# Given exercise
Take the line that contains "point_to SHOULD place one pin on every instance of the shrub" and each line after it in the material below, and transcribe them exactly, stopping at the end.

# Source data
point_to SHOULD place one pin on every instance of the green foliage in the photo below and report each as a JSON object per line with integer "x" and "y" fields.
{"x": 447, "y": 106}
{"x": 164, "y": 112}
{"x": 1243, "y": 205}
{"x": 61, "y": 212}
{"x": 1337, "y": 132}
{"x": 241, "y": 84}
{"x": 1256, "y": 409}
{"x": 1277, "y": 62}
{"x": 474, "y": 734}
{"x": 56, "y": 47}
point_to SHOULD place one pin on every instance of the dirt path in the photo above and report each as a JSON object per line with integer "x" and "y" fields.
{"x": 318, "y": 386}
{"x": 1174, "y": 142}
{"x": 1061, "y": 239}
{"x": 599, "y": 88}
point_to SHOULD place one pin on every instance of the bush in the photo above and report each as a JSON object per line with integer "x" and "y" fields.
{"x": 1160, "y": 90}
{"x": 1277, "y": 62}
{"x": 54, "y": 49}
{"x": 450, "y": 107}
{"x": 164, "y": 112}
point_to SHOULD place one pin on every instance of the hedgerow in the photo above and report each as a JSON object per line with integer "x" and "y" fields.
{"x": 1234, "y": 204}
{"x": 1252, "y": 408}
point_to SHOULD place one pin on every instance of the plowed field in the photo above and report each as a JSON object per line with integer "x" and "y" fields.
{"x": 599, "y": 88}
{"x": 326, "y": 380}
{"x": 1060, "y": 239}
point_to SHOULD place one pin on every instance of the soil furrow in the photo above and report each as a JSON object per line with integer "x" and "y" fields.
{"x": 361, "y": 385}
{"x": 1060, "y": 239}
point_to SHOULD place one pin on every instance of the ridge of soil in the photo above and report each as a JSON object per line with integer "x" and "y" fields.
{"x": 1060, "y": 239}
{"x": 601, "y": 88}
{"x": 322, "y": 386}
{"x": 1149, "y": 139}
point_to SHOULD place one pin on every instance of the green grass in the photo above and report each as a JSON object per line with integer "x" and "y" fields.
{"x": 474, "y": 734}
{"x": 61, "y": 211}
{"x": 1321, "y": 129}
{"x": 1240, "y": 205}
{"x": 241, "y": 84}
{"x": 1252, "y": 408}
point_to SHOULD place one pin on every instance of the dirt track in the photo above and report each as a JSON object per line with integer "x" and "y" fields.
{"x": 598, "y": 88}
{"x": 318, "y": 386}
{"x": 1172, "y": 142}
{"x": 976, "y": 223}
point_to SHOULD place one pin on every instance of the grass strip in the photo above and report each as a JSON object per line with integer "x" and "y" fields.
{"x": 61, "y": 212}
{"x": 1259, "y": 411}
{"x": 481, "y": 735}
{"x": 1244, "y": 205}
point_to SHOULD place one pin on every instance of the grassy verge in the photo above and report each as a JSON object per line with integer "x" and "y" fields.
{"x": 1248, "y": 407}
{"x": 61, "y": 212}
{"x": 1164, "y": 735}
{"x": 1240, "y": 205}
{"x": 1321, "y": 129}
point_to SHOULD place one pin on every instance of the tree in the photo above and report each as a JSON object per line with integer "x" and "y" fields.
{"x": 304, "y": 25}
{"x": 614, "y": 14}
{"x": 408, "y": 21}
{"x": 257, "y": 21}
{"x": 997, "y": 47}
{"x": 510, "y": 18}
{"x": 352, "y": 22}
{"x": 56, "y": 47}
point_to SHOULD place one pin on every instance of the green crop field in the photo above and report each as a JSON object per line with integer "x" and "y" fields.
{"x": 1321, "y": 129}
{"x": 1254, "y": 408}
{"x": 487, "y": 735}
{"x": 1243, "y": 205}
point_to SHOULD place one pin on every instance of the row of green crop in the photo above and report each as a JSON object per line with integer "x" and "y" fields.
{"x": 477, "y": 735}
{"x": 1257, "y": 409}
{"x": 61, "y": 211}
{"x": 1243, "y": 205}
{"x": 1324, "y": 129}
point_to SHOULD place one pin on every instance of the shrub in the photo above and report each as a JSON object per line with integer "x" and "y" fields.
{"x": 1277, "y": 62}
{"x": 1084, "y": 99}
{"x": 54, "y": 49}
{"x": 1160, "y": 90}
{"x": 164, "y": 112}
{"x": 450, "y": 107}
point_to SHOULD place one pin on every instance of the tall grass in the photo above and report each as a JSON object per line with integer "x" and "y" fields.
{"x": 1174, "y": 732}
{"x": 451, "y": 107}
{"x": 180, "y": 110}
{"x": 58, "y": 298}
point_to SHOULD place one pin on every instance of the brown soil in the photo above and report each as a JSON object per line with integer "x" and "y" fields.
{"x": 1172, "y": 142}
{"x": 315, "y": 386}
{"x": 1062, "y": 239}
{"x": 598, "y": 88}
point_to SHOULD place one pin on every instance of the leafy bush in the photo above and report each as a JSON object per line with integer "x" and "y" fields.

# Solution to the exercise
point_to SHOULD place one pin on every instance of the shrub in the photo above and report each as a JSON object per line with integer "x" and "y" fields.
{"x": 1277, "y": 62}
{"x": 1084, "y": 99}
{"x": 54, "y": 49}
{"x": 1160, "y": 90}
{"x": 164, "y": 112}
{"x": 450, "y": 107}
point_to SHOULD place one pin on every instance of the tall grass in the photo above and report each as a JSON object per line with integer "x" and "y" fields.
{"x": 1174, "y": 732}
{"x": 451, "y": 107}
{"x": 180, "y": 110}
{"x": 58, "y": 298}
point_to SHOULD place one pin on every instance of the brown soil in the photo above and report each as a JSON object per line with integer "x" and "y" fields.
{"x": 1172, "y": 142}
{"x": 315, "y": 386}
{"x": 1062, "y": 239}
{"x": 598, "y": 88}
point_to SHOULD place one pin on every instance of the leafy bush in the photo above and report each as a JSON object per line with integer "x" and "y" fields.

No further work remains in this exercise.